Assignment
Return only the line that contains "clicking the ceiling." and each line after it, through the last line of the data below, copied exactly.

Given entries
================================

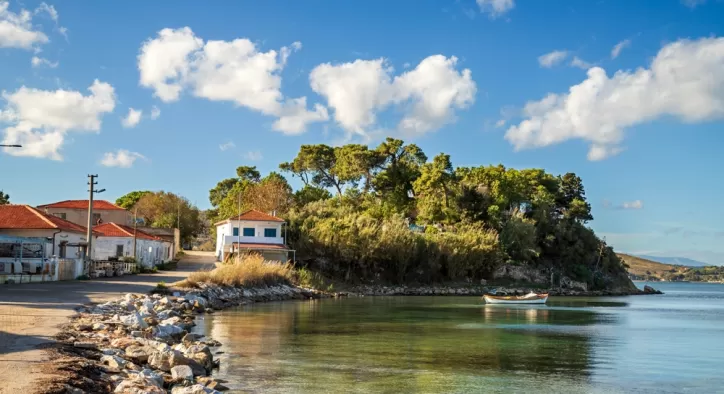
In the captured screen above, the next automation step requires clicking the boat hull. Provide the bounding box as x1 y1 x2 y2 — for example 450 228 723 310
483 294 548 304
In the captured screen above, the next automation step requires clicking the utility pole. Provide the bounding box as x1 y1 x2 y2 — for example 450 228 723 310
133 207 138 260
86 175 105 263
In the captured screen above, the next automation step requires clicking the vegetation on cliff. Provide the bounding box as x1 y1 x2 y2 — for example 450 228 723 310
207 137 633 291
620 254 724 282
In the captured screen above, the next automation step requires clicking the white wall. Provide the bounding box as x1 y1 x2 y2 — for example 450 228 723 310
215 220 285 261
94 236 167 268
0 229 88 260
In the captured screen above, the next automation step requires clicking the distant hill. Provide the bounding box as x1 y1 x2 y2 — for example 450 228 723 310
636 255 708 267
617 254 685 279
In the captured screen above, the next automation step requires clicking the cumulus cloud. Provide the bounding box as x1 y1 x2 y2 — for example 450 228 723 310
611 39 631 59
244 150 263 161
150 105 161 120
31 56 57 68
476 0 514 18
219 141 235 151
310 55 476 137
538 50 568 68
34 2 57 22
0 0 49 49
121 108 142 128
100 149 145 168
138 27 327 134
505 37 724 161
1 80 116 160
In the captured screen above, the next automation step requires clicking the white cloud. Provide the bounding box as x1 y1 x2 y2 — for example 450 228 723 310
121 108 142 128
310 55 475 137
150 105 161 120
34 3 57 22
0 0 49 49
100 149 145 168
244 150 263 161
681 0 707 8
611 39 631 59
570 56 594 70
495 119 506 128
538 50 568 68
219 141 235 151
620 200 643 210
476 0 515 18
1 80 116 160
505 37 724 161
138 27 326 134
31 55 57 68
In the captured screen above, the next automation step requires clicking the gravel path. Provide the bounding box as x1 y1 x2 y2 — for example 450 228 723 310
0 251 216 394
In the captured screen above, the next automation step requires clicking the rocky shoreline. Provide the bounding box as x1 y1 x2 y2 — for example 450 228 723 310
44 282 660 393
44 284 326 394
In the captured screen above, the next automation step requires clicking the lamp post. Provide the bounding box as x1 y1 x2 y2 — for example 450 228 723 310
0 144 22 147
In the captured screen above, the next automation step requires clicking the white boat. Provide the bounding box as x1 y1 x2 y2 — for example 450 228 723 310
483 292 548 304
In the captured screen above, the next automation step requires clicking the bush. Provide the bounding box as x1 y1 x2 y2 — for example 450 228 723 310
179 254 293 288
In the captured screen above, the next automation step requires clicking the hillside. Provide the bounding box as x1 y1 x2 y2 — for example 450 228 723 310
619 253 724 282
636 255 707 267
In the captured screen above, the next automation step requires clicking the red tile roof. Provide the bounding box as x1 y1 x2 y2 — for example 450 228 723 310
38 200 126 211
232 243 289 250
0 205 91 234
215 210 285 225
93 223 160 241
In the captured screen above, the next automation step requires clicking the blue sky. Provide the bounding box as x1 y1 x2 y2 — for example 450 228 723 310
1 0 724 264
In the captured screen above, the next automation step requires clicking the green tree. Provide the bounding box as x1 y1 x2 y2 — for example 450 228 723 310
115 190 151 210
557 173 593 222
413 153 457 223
295 185 332 207
281 145 343 195
372 138 427 214
133 191 202 242
0 190 9 205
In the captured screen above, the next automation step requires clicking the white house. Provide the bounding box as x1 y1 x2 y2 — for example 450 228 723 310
214 210 291 262
93 223 171 268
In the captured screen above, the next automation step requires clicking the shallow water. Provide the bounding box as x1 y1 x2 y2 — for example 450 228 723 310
194 282 724 393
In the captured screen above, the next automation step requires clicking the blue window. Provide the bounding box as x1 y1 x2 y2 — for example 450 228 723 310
232 227 239 236
264 228 277 238
243 228 255 237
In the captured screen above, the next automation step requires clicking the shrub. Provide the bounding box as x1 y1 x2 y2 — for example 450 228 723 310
180 254 293 288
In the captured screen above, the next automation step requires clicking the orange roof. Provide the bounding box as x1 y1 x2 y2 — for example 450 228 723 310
93 223 160 241
215 209 284 226
38 200 126 211
0 205 91 234
232 243 289 250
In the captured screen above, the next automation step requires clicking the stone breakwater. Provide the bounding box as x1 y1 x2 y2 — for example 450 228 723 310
52 284 324 394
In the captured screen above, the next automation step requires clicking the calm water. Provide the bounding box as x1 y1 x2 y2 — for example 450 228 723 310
194 282 724 393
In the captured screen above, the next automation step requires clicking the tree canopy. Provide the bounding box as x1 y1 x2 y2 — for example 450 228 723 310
0 190 9 205
132 191 202 242
115 191 151 210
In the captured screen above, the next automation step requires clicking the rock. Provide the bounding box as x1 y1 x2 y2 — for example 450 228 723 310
114 379 166 393
182 333 200 347
125 345 151 363
185 344 214 370
155 323 184 338
171 384 221 394
102 348 122 356
170 351 207 376
73 341 97 349
120 312 149 330
130 330 144 338
206 381 229 391
101 355 127 369
93 323 108 331
75 323 92 331
148 349 174 372
137 368 164 387
643 285 659 294
111 337 138 349
171 365 194 382
159 296 172 305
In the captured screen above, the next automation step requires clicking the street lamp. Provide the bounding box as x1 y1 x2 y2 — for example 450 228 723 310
0 144 22 147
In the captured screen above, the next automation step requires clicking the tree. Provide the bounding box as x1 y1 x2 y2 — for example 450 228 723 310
280 145 343 195
335 144 380 192
115 191 151 210
413 153 457 223
294 185 332 207
132 191 202 242
213 172 294 223
557 173 593 222
372 138 427 214
0 190 9 205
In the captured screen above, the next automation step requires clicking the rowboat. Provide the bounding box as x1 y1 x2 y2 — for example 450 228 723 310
483 292 548 304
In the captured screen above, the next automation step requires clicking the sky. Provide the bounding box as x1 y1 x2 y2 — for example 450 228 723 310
1 0 724 264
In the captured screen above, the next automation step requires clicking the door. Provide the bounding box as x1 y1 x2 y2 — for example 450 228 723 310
116 244 124 257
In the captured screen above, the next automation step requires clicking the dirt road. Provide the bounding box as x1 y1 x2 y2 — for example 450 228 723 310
0 251 216 394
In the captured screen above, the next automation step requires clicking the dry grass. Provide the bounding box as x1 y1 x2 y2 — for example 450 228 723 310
177 254 293 288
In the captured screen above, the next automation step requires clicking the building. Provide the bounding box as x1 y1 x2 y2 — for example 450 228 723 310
136 226 180 259
214 210 292 262
93 223 172 268
37 200 132 227
0 205 94 274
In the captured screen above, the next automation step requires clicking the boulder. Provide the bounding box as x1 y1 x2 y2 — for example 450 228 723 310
111 337 138 349
93 323 108 331
101 355 127 369
137 368 164 387
155 323 185 338
170 351 207 376
171 384 221 394
114 379 166 394
73 341 97 349
171 365 194 382
125 345 152 363
120 312 149 330
643 285 659 294
148 349 175 372
182 333 200 347
185 344 214 371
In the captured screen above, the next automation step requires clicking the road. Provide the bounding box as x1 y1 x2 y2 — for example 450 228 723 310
0 251 216 394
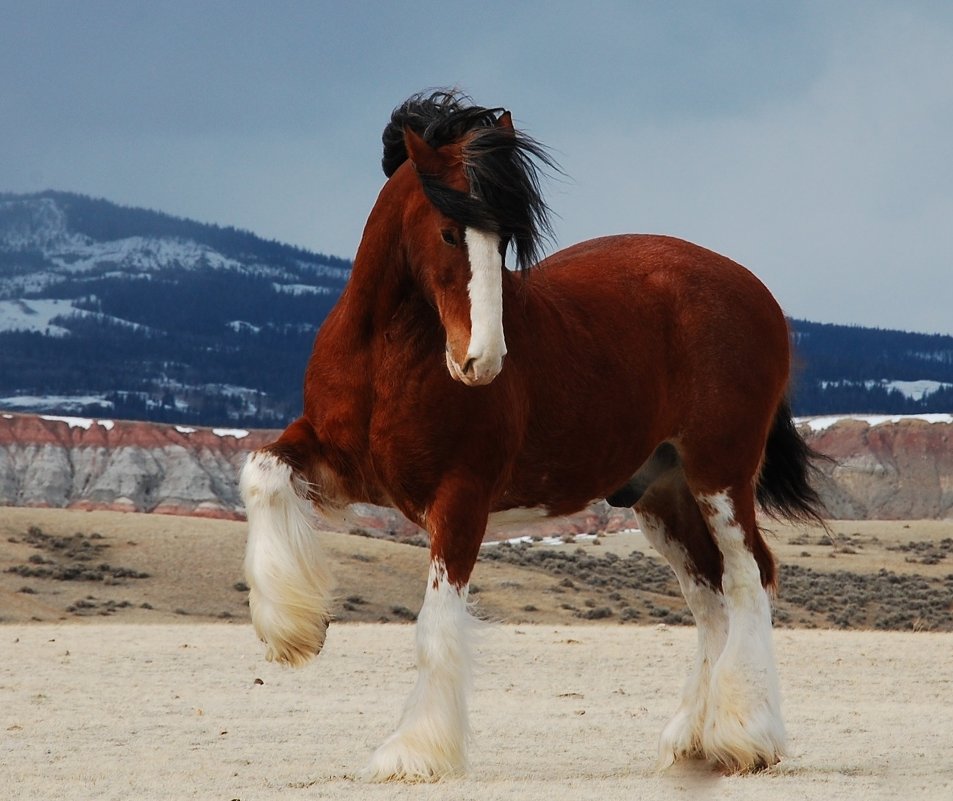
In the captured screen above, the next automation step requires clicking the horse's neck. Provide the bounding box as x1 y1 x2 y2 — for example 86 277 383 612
302 219 413 503
312 203 404 358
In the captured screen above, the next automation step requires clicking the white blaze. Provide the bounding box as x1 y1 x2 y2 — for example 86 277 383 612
462 227 506 383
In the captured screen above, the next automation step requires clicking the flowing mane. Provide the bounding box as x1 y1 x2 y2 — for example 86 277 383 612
381 90 556 270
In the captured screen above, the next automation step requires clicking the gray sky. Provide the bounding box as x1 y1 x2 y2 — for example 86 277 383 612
2 1 952 335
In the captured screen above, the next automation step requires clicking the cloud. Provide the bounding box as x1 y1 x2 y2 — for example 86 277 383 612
538 4 953 333
1 1 951 334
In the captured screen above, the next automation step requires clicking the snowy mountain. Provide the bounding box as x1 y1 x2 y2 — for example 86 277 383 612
0 190 950 425
790 321 953 413
0 191 349 425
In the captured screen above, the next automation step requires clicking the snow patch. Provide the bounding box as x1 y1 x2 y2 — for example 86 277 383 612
226 320 261 333
798 413 953 432
820 378 952 401
37 414 114 431
298 261 351 281
212 428 249 439
175 426 197 435
52 235 245 276
0 197 75 250
1 395 113 412
0 298 151 336
0 298 79 336
272 282 335 296
480 530 642 549
40 415 94 430
882 379 951 401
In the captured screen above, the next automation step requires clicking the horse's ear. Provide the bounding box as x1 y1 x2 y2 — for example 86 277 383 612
404 127 444 176
496 111 514 131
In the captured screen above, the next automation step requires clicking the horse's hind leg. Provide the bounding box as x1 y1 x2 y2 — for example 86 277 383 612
691 481 786 772
635 469 729 769
240 417 334 667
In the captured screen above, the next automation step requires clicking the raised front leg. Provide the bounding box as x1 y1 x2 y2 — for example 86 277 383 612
241 419 335 667
363 479 487 782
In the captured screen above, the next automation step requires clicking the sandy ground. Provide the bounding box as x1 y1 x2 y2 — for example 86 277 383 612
2 622 952 801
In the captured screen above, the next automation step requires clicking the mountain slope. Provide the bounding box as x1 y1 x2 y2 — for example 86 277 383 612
0 190 950 424
0 191 349 425
791 321 953 413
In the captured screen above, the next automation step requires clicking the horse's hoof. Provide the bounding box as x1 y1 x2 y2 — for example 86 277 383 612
361 733 464 783
701 705 786 773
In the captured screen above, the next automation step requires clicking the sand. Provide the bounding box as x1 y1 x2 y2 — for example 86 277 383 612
2 622 952 800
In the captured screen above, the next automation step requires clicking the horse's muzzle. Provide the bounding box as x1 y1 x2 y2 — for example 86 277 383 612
445 347 504 386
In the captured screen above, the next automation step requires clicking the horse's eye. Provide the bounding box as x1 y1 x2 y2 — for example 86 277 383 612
441 229 458 247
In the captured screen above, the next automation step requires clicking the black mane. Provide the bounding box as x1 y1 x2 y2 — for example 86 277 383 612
382 90 556 270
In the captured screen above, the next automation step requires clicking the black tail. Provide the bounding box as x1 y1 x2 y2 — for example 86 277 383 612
757 398 830 528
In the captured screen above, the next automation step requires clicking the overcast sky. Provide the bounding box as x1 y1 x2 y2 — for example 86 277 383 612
2 1 951 335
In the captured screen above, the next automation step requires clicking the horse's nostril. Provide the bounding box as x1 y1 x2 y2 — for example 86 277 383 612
463 357 475 375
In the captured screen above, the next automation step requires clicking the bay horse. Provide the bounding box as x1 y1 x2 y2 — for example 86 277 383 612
240 90 825 781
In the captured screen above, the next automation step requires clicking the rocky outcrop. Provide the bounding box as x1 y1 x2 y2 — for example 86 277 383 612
801 415 953 519
1 412 951 526
0 413 272 519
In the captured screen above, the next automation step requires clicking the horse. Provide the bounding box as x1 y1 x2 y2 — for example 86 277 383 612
239 90 826 781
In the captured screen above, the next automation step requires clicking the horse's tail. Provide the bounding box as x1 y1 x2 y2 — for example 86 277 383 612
756 398 830 528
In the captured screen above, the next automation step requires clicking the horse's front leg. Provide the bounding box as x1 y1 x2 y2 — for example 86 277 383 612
363 480 486 782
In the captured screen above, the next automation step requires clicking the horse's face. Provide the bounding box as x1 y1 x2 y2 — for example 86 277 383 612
402 129 506 387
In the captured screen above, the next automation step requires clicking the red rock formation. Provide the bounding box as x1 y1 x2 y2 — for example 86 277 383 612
802 416 953 519
1 412 950 525
0 413 273 520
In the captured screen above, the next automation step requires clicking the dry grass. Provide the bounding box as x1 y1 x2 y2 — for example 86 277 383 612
1 507 952 630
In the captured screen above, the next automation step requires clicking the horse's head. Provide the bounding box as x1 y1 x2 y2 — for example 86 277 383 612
401 124 508 385
378 91 555 387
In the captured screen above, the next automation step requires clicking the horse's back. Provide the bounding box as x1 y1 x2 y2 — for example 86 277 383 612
528 233 791 383
503 234 792 503
537 235 782 318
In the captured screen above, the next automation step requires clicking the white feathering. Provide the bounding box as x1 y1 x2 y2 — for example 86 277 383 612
240 451 334 667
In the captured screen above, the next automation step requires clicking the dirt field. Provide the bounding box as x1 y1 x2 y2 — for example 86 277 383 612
3 623 952 800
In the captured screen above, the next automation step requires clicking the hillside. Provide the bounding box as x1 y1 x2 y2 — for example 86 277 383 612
790 321 953 413
1 191 952 425
2 507 952 633
0 191 349 426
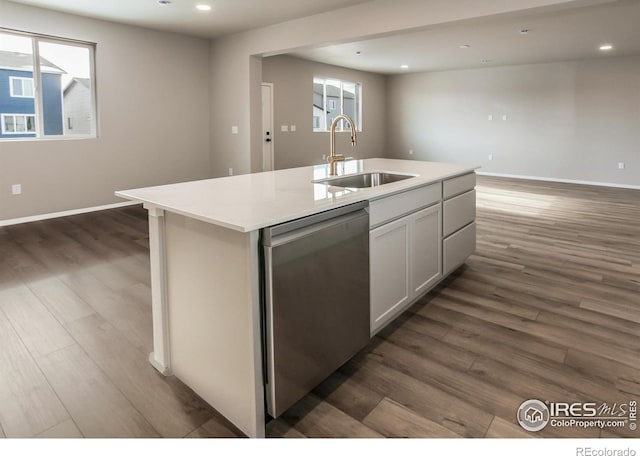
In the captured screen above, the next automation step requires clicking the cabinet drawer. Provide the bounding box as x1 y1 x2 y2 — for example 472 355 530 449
443 173 476 199
443 190 476 237
369 183 441 228
443 221 476 276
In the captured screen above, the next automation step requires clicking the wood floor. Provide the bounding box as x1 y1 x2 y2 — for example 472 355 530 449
0 176 638 438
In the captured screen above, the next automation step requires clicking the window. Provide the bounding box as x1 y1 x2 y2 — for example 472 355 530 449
2 114 36 134
0 28 96 139
10 77 34 97
313 77 362 132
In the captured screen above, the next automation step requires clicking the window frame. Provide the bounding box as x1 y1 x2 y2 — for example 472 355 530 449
0 27 98 141
9 76 35 98
313 77 362 133
1 113 37 135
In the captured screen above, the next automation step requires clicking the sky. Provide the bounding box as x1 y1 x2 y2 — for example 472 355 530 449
0 31 91 86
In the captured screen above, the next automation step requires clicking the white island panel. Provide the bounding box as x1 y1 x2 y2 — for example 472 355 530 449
164 213 264 437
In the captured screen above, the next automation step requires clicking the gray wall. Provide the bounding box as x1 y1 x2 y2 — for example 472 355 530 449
386 56 640 187
262 55 386 169
0 1 211 221
207 0 577 178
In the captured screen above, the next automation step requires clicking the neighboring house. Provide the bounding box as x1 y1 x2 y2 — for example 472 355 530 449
0 50 65 138
63 77 92 135
313 81 356 130
313 83 340 129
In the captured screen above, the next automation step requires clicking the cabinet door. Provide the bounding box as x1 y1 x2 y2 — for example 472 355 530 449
370 216 410 335
410 204 442 296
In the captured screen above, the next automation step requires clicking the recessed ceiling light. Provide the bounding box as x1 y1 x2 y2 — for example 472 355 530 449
459 44 470 49
196 4 212 11
599 44 613 51
157 0 171 4
400 64 409 69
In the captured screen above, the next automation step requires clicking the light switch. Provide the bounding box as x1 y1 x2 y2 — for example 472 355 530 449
618 162 625 169
488 115 493 121
11 184 22 195
502 115 508 121
409 149 414 155
281 125 288 132
231 126 238 134
290 125 296 132
488 154 493 161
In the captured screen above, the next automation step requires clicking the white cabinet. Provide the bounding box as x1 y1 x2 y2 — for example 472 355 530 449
370 202 442 335
442 173 476 277
369 183 440 229
411 204 442 296
370 216 410 333
443 221 476 275
369 172 476 336
443 189 476 237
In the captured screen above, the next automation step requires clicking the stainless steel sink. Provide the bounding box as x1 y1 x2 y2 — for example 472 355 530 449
314 172 416 188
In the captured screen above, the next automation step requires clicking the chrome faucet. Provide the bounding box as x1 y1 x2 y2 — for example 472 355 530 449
328 114 357 175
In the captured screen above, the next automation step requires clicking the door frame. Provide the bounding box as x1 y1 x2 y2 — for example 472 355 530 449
261 82 274 172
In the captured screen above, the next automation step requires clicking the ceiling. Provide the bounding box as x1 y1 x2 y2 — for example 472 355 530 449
7 0 373 39
292 0 640 74
9 0 640 74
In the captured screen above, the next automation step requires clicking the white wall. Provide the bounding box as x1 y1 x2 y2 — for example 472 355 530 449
0 1 211 221
386 56 640 187
262 55 386 169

================================

Reply to the exercise
In the captured screen above, the next automation step requires clicking the ceiling. Provide the bounding box as x1 y1 x2 y2 — for example 472 355 530 449
7 0 373 39
292 0 640 74
9 0 640 74
In the captured screen above, the next automation step requires clicking the white wall. Provide the bounding box as x1 y1 x2 y2 — for example 472 355 530 449
0 1 211 221
386 56 640 187
262 55 386 169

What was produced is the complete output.